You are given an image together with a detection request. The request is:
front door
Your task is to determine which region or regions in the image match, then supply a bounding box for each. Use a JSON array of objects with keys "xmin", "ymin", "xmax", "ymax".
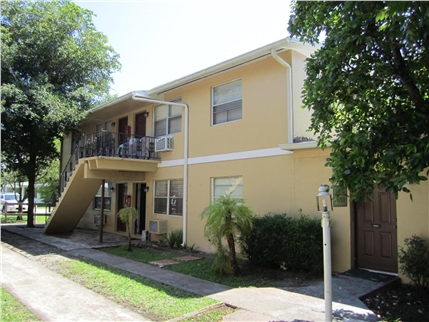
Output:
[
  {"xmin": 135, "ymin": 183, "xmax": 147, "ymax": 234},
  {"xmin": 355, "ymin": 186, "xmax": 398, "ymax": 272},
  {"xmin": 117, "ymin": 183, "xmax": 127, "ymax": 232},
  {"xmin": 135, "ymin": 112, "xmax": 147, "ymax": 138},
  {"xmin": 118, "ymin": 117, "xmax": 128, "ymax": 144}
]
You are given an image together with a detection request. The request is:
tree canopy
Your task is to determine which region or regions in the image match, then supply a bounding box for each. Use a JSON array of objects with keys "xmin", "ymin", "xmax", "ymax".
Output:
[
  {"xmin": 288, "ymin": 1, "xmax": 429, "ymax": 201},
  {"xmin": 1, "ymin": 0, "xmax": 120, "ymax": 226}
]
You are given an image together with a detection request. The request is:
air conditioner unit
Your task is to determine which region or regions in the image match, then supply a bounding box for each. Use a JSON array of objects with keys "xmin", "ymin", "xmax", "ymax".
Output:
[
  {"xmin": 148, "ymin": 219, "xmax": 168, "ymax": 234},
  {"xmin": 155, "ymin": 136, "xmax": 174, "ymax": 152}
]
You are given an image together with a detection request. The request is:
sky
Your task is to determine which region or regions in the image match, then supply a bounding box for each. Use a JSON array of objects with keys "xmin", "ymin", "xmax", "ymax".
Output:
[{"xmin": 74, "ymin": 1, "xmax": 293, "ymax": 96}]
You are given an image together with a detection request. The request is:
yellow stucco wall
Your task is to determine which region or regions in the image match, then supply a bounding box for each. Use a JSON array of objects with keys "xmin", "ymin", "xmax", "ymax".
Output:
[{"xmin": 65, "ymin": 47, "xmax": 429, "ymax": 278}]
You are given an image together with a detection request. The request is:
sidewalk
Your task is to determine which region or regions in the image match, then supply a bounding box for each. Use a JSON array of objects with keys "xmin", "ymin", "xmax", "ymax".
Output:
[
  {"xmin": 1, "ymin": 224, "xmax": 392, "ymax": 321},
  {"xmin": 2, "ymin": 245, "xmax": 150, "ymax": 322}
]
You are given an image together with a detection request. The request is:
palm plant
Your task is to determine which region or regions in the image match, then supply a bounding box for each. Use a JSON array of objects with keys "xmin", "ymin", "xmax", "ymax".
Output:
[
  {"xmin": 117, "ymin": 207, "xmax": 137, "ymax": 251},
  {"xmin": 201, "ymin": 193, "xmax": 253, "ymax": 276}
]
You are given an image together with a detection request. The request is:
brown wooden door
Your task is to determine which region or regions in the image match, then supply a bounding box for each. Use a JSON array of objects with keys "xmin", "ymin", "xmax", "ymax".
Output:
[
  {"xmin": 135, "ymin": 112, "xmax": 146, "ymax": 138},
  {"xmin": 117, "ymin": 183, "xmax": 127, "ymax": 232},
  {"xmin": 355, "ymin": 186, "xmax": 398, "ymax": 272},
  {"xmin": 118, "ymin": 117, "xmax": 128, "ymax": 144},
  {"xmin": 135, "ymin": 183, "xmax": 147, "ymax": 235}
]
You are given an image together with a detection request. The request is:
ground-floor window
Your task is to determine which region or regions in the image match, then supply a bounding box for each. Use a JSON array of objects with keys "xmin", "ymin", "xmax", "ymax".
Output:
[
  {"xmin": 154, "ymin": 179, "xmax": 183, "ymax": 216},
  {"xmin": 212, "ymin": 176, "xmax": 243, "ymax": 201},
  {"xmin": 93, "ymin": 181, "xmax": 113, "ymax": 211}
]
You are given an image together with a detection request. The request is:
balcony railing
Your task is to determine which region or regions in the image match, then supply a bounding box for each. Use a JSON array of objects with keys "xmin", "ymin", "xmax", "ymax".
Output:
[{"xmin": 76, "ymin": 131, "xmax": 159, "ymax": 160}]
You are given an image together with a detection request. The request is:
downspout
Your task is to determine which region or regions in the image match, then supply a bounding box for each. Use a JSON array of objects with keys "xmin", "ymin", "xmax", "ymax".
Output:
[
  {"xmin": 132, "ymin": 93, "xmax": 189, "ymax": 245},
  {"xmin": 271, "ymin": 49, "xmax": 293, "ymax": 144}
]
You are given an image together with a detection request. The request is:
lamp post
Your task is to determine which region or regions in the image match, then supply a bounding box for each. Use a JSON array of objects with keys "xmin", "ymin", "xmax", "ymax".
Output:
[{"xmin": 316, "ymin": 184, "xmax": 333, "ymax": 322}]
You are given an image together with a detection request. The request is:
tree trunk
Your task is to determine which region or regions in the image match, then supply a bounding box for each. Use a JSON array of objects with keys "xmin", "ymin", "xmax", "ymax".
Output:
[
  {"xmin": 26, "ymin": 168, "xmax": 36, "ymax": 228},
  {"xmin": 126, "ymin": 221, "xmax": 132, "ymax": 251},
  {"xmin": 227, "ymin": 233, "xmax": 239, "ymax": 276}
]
———
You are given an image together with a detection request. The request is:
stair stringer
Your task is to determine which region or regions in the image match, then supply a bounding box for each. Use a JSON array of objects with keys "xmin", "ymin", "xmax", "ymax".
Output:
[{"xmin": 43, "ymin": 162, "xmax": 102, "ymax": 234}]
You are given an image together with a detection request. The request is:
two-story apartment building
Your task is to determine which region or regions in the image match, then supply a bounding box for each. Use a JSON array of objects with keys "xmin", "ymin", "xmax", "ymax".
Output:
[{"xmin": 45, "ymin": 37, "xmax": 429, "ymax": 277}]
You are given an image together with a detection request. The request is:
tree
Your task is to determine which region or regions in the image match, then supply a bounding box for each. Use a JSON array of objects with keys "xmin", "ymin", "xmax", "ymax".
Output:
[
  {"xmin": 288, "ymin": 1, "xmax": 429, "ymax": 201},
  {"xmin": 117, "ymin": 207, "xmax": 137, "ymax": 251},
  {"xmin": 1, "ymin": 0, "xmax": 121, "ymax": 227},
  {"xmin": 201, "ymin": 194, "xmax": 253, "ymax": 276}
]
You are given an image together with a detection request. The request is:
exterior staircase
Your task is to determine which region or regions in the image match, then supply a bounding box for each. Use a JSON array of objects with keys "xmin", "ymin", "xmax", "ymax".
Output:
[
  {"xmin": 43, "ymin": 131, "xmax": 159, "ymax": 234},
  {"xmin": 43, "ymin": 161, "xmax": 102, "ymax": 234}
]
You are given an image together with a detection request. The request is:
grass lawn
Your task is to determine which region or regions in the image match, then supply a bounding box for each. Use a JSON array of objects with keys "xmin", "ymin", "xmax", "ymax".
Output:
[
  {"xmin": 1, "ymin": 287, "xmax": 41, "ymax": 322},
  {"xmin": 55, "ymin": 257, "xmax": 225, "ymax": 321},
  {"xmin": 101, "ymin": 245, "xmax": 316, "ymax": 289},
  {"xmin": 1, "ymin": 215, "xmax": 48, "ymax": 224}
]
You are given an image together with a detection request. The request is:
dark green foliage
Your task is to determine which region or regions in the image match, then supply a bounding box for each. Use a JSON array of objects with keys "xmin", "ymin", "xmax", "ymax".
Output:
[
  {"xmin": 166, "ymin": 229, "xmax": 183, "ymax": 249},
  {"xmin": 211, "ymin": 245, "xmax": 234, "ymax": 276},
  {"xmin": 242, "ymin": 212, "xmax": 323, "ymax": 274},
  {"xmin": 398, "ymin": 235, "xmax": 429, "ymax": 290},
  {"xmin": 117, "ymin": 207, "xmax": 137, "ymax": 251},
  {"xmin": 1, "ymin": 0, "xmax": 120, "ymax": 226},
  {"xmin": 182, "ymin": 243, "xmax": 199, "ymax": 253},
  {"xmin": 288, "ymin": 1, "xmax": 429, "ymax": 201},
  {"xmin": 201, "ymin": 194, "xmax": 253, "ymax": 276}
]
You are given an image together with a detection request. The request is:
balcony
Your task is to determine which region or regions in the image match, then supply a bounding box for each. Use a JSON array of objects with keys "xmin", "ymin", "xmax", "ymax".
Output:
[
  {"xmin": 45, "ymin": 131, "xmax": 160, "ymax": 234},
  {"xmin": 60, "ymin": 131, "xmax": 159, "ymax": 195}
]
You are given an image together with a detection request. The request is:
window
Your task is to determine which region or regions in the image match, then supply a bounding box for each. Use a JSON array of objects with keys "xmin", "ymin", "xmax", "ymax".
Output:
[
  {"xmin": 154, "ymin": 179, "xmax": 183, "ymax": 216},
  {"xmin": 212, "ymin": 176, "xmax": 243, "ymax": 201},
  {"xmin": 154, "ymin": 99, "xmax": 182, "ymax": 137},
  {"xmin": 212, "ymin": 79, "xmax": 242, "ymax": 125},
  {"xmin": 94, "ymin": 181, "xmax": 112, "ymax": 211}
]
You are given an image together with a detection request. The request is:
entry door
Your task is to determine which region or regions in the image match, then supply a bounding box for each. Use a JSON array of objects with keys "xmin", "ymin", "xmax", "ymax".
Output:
———
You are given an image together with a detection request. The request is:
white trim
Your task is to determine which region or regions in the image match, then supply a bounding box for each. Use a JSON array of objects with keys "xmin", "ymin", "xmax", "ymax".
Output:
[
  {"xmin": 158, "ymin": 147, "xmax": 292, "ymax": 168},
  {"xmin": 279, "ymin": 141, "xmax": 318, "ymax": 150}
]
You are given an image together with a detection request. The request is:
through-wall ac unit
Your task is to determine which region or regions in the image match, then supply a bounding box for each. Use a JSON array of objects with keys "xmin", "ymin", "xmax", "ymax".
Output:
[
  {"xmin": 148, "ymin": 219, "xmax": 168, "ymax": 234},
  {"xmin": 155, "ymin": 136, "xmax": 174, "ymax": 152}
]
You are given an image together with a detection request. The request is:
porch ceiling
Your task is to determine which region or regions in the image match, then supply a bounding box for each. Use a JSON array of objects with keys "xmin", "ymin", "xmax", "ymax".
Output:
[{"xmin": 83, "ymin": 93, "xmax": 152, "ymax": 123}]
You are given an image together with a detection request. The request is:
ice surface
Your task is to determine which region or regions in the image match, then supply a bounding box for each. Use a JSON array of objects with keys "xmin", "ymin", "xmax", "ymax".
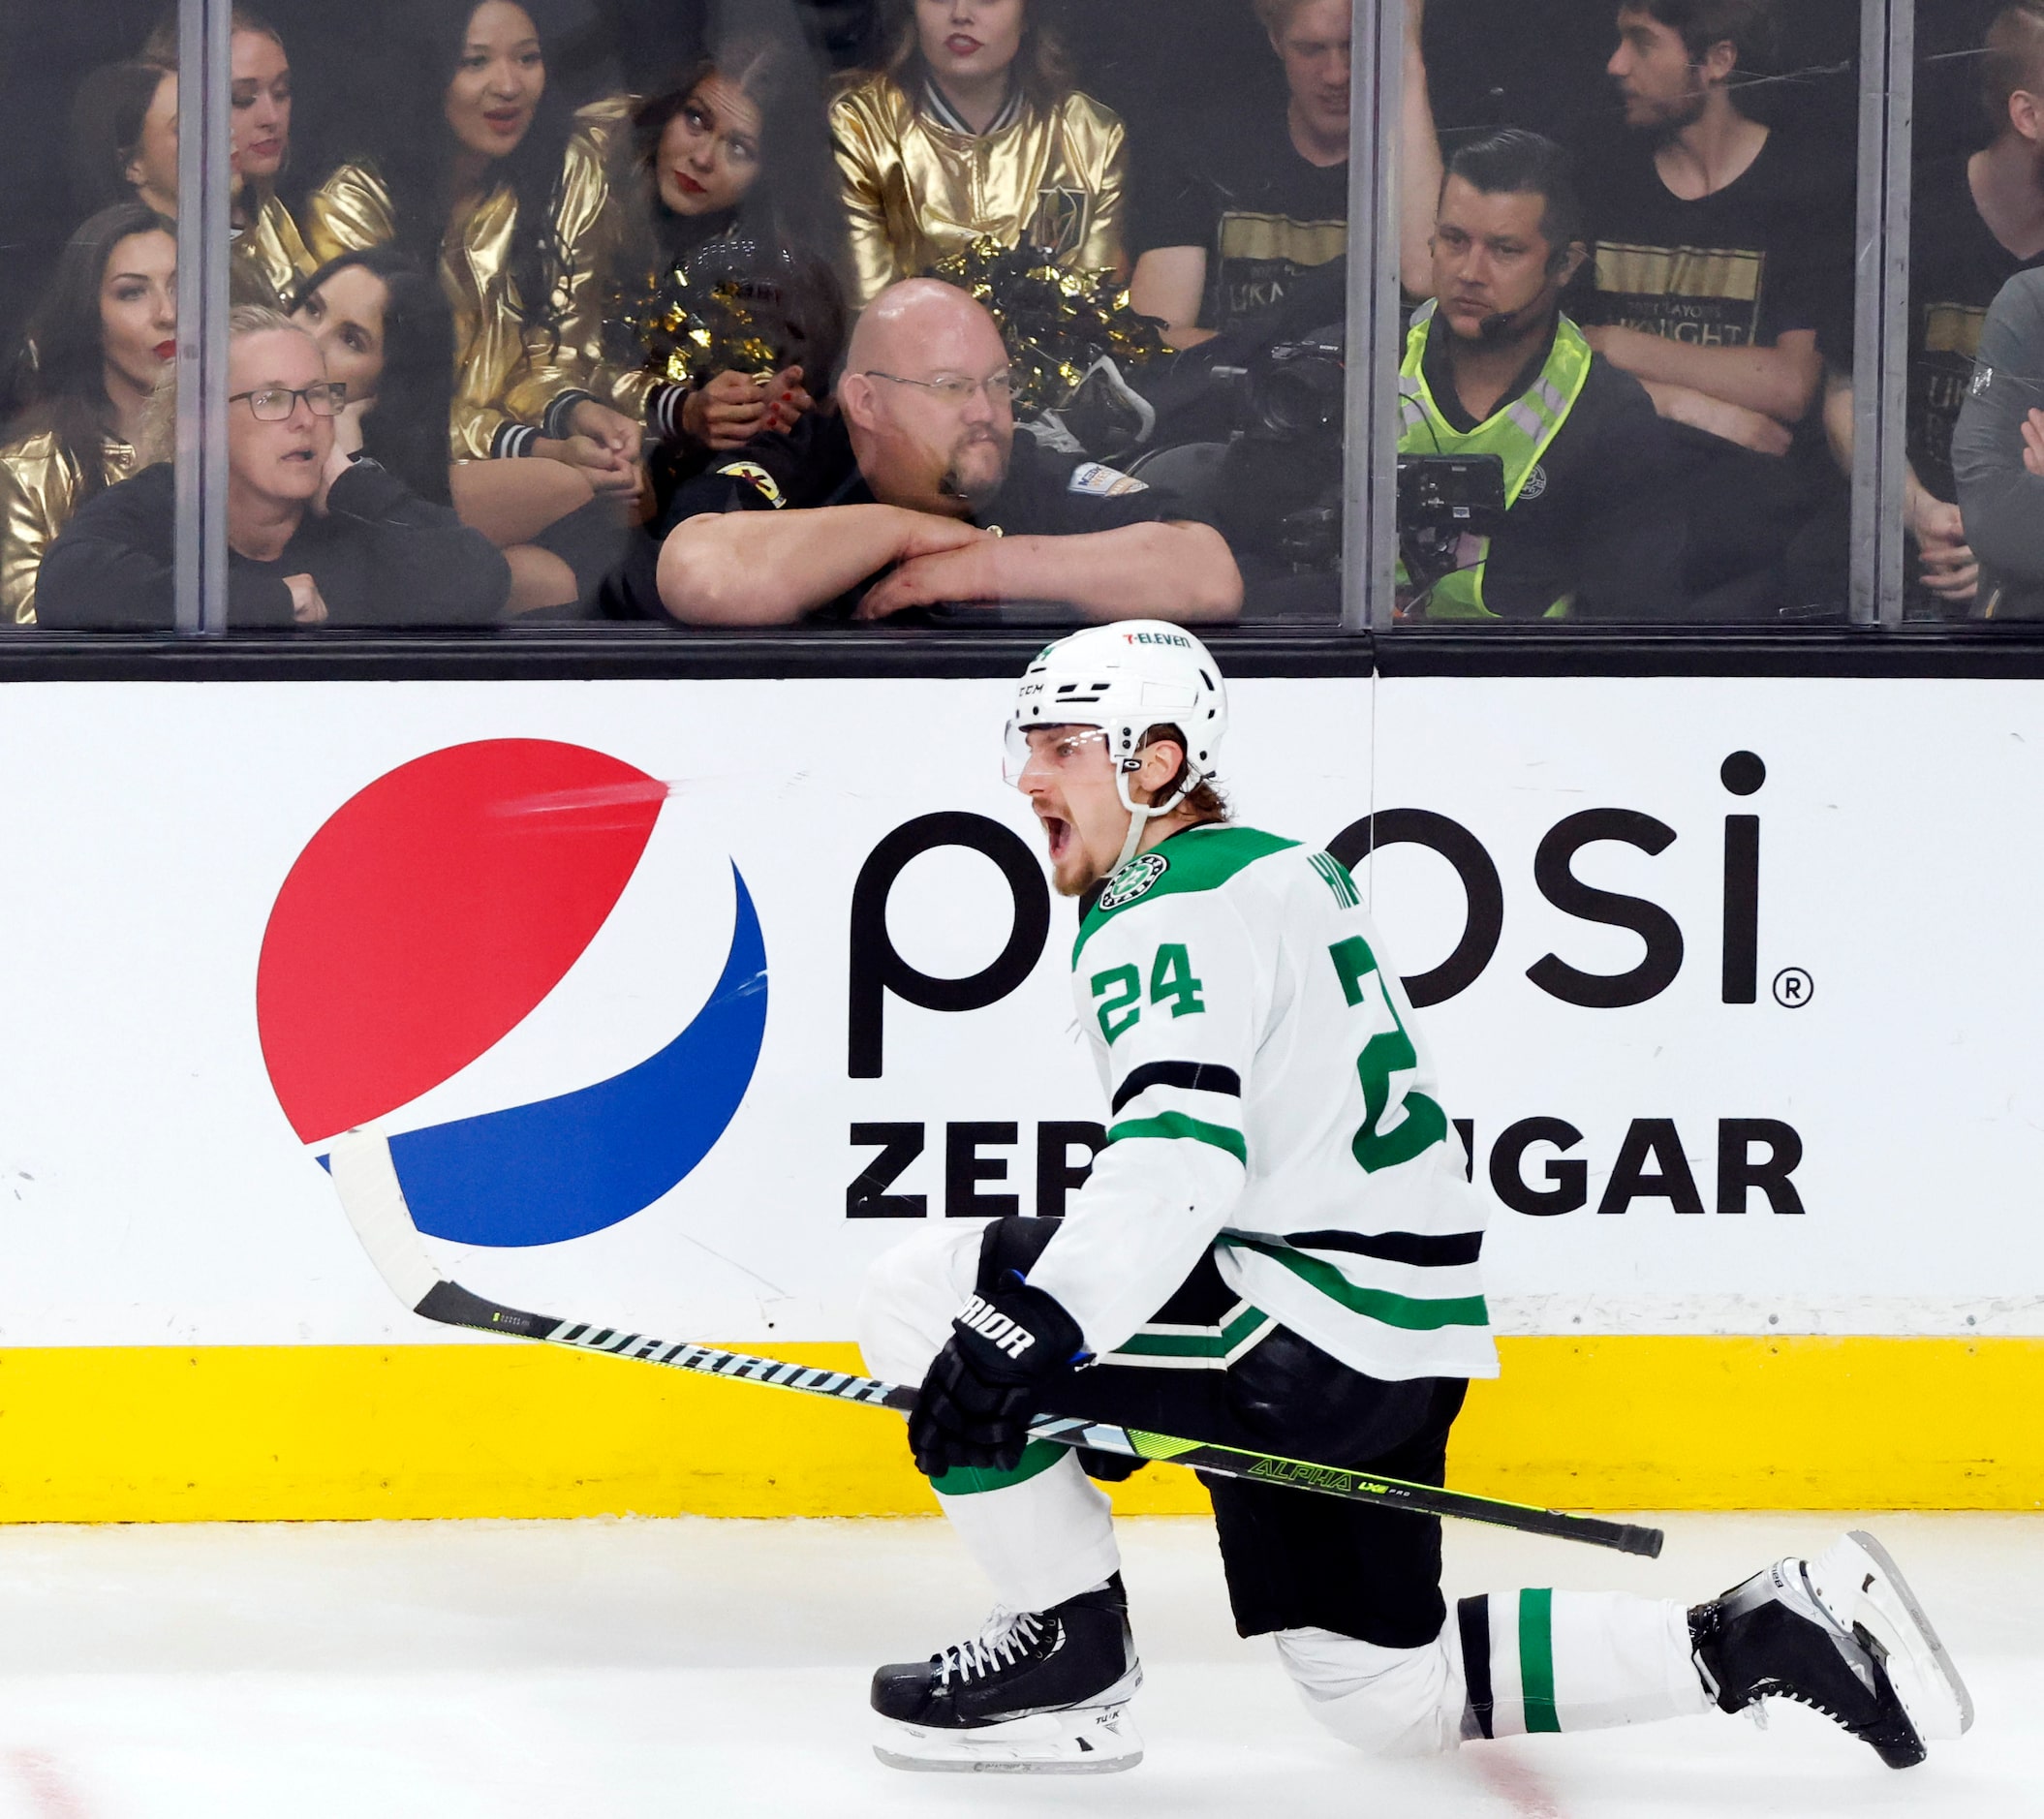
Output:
———
Your assignment:
Lines holding the word "wall" are the answer; copy each one from the records above.

Problem solution:
yellow stucco wall
through-wall ac unit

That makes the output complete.